-- Start EXTRACTED INFORMATION --

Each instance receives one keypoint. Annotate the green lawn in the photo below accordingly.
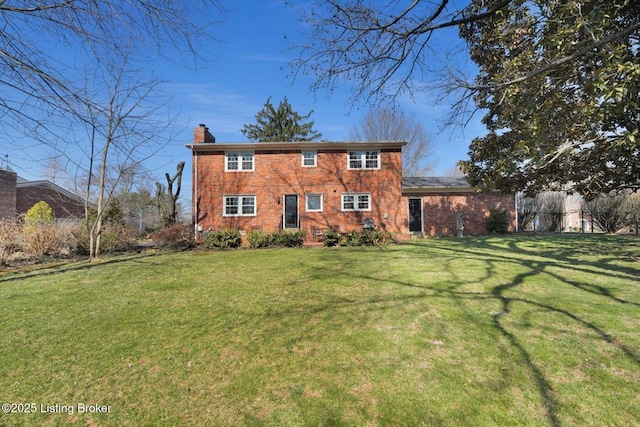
(452, 332)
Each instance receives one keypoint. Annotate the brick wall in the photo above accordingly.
(441, 210)
(8, 181)
(279, 173)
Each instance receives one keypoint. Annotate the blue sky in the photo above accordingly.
(246, 66)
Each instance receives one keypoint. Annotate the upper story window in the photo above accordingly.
(239, 205)
(238, 162)
(364, 159)
(314, 202)
(356, 202)
(309, 158)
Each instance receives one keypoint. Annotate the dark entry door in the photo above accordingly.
(291, 211)
(415, 215)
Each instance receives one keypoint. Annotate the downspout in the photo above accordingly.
(515, 203)
(195, 195)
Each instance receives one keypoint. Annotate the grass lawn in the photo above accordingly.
(453, 332)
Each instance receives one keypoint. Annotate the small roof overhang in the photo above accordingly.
(287, 146)
(436, 184)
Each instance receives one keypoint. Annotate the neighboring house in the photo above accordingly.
(313, 186)
(18, 195)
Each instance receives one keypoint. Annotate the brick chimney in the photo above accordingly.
(8, 181)
(201, 135)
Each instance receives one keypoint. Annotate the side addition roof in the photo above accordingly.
(436, 184)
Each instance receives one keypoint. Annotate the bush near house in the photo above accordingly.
(227, 238)
(176, 236)
(356, 238)
(288, 239)
(498, 221)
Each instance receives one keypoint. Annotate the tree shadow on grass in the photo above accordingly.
(44, 270)
(534, 263)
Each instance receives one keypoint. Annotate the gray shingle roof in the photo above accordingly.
(434, 182)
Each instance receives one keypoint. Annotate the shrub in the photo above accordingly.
(41, 212)
(356, 238)
(176, 236)
(40, 238)
(258, 239)
(8, 240)
(290, 239)
(608, 211)
(117, 238)
(498, 221)
(226, 238)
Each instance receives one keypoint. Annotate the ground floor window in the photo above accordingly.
(356, 202)
(314, 202)
(239, 205)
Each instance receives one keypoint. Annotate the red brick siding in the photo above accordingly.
(440, 211)
(278, 173)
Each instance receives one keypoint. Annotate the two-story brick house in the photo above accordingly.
(272, 186)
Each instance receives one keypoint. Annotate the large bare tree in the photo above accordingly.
(386, 124)
(557, 82)
(75, 76)
(122, 126)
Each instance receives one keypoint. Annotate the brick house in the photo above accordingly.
(313, 186)
(18, 195)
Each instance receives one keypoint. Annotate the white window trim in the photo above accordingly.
(315, 159)
(362, 154)
(355, 202)
(240, 199)
(239, 154)
(306, 204)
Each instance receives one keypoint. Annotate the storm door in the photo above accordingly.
(291, 217)
(415, 215)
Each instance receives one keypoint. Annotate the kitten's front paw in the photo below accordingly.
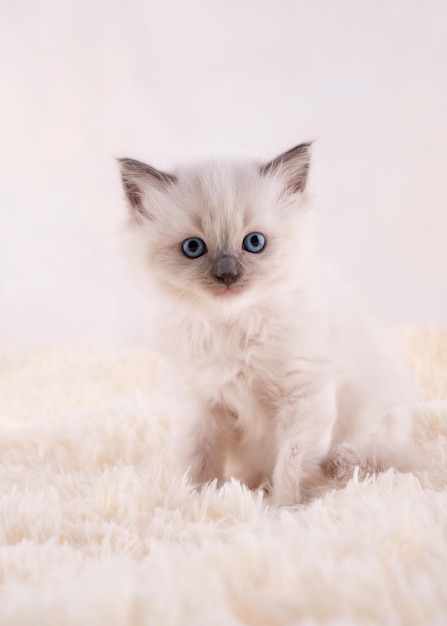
(340, 463)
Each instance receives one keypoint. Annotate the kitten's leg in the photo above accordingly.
(386, 443)
(201, 445)
(304, 437)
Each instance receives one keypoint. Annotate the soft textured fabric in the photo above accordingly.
(95, 528)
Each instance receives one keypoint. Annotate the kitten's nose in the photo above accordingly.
(226, 269)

-- End EXTRACTED INFORMATION --

> **GIVEN INSTRUCTION**: Copy word for word the part that opens with the line containing "Each instance receives one keypoint. Annotate the storm" and closes with the last line above, leaving out any pictures.

> **EXERCISE ANSWER**:
Each instance receives one keypoint. Annotate the storm door in the photo above accordingly.
(291, 217)
(415, 215)
Each instance receives one keypoint. Annotate the kitten's front paw in the photo below accordingly.
(340, 463)
Each instance receives one keypoint. Annotate the kitten's leg in the photo above accordingly.
(386, 443)
(201, 445)
(304, 437)
Each instance receives one keypoint. Annotate the soft textured fabric in the photo above accordingly.
(95, 528)
Each instance receives one keypoint. Annotate the kitten's nose in the photo above accordingly.
(226, 269)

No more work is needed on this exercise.